FAIRVASC celebrates the first 7 months of project activity at our first Plenary meeting.

On 11 Jan 2021, the FAIRVASC Consortium met for the second time since the project started. In our first Plenary meeting (delivered online due to the COVID-19 Pandemic), partners from 8 countries presented their progress on the FAIRVASC project. In particular updates were provided on the status of FAIRVASC registry profiling & data preparation, legal and ethical considerations, and the RDF uplift process which will initially map (‘uplift’) local data to a standardised RDF triple-store at each registry site, which will then be queried through the FAIRVASC Researcher Support User Interface.

The FAIRVASC Pilot uplift Process

Through detailed presentations, all partners summarized the significant achievements within each work package for the first seven months of the project. A registries technical handbook has been developed describing each registries metadata and the FAIRVASC registries are in the process of completing ERDRI registration. A comprehensive Information Governance resource is being produced that encompasses a project-wide Data Protection Impact Assessment (DPIA) and Code of Conduct, registry legal handbook, and registry legal metadata profiles.

A FAIRVASC Implementation Team (FIT) has been established and detailed training has been provided by the TCD-ADAPT team to technical personnel in each registry site in the technologies needed to implement FAIRVASC at each registry site, namely Linked Data, RDF, Prov-O, and SPARQL. Through interaction with PI’s (who developed the main experimental questions), and FIT team members, the initial core ontology has been developed based on a process of data harmonization. Local Triplestores have been set up at all sites. Sample federated queries upon dummy sample data are underway. Initial uplift mappings based on ontology and available data have been created for all pilot sites. As Triplestores are set up and Initial Federated Queries are now becoming available, the FAIRVASC Team can start to address the design of the Researcher Support User Interface.

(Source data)
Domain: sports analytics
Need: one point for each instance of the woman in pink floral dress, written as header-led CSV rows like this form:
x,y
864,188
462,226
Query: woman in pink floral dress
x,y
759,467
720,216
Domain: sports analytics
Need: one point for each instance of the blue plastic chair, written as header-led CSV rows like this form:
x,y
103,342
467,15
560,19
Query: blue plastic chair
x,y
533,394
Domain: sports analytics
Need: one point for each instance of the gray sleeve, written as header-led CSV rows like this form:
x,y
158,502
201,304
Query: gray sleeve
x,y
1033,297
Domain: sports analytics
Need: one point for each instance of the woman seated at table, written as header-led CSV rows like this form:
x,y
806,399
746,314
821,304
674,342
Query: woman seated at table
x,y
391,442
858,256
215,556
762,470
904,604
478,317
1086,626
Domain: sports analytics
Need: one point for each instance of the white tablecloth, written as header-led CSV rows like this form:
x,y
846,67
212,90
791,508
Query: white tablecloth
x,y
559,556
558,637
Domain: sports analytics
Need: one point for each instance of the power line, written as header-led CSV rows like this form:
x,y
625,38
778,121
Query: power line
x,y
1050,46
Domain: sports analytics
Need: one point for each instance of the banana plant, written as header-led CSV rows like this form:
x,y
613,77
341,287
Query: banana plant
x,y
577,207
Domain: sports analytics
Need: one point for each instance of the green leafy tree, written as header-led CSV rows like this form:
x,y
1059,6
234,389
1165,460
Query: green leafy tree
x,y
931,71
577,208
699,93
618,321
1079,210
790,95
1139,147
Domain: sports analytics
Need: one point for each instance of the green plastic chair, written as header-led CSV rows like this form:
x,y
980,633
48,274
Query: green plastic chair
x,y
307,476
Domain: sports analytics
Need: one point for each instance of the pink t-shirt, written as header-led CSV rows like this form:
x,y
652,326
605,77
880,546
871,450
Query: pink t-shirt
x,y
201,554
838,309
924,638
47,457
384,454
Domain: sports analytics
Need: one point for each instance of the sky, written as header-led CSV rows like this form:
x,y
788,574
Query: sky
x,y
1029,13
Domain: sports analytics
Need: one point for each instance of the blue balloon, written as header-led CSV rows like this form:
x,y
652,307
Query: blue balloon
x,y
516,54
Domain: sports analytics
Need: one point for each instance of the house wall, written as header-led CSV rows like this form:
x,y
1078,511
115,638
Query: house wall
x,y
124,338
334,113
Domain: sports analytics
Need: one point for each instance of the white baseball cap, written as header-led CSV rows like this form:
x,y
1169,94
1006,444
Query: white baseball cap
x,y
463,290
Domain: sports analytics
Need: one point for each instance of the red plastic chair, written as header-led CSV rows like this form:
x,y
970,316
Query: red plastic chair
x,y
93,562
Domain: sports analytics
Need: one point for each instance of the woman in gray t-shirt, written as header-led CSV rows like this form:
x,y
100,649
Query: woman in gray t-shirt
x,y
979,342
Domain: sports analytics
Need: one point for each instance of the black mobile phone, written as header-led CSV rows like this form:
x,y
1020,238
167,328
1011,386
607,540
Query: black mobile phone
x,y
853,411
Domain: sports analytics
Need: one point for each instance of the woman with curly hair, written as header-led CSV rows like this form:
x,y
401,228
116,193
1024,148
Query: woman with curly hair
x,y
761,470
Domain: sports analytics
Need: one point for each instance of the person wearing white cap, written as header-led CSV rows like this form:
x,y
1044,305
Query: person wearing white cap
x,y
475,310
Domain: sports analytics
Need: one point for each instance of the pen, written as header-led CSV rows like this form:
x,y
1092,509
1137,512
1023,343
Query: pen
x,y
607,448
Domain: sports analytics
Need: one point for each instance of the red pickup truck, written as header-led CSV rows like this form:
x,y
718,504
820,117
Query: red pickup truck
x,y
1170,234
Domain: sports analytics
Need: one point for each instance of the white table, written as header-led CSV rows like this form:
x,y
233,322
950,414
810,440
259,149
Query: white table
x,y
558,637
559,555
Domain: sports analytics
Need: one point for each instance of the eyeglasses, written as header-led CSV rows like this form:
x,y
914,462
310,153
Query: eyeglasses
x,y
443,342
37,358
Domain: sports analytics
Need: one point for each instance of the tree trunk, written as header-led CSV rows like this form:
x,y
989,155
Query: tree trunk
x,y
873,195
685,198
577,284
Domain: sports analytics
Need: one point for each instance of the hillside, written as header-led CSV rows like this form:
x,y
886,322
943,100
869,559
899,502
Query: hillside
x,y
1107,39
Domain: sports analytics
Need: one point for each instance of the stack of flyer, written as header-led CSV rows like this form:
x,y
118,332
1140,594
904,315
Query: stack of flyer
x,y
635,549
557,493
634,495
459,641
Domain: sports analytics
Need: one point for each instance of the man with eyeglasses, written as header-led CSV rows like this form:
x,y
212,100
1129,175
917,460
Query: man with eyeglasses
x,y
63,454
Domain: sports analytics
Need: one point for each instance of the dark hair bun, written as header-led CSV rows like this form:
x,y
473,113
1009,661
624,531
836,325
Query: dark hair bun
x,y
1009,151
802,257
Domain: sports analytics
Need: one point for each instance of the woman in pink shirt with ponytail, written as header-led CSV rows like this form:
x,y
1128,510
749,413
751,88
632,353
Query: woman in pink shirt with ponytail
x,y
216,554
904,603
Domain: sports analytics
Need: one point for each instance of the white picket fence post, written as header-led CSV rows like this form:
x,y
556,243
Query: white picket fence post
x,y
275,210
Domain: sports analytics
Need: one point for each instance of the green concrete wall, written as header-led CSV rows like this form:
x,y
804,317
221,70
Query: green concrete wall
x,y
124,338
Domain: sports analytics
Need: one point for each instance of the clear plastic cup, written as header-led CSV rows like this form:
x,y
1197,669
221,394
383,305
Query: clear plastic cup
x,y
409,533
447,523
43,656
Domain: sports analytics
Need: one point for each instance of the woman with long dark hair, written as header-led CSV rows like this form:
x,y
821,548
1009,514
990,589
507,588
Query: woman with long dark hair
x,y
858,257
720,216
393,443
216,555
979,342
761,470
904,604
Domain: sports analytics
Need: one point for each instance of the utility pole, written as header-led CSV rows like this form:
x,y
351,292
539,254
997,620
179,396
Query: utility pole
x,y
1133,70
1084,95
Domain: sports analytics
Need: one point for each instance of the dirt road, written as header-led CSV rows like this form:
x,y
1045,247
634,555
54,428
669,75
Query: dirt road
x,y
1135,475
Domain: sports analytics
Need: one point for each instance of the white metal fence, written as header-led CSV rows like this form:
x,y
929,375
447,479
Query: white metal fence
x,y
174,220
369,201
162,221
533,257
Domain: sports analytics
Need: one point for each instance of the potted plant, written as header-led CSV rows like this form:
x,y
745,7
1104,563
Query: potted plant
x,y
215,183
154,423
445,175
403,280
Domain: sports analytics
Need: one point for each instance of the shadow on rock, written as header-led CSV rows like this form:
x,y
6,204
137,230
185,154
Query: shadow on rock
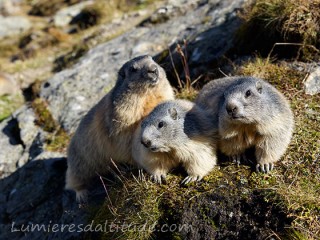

PROMPT A: Copy the passage of the FAIRVASC report starting with "The FAIRVASC Pilot" and going on through "legal metadata profiles.".
PROMPT B: Which technologies does the FAIRVASC report name as those needed to implement FAIRVASC at each registry site?
The items have no connection to the FAIRVASC report.

OUTPUT A:
The FAIRVASC Pilot uplift Process

Through detailed presentations, all partners summarized the significant achievements within each work package for the first seven months of the project. A registries technical handbook has been developed describing each registries metadata and the FAIRVASC registries are in the process of completing ERDRI registration. A comprehensive Information Governance resource is being produced that encompasses a project-wide Data Protection Impact Assessment (DPIA) and Code of Conduct, registry legal handbook, and registry legal metadata profiles.

OUTPUT B: Linked Data, RDF, Prov-O, and SPARQL.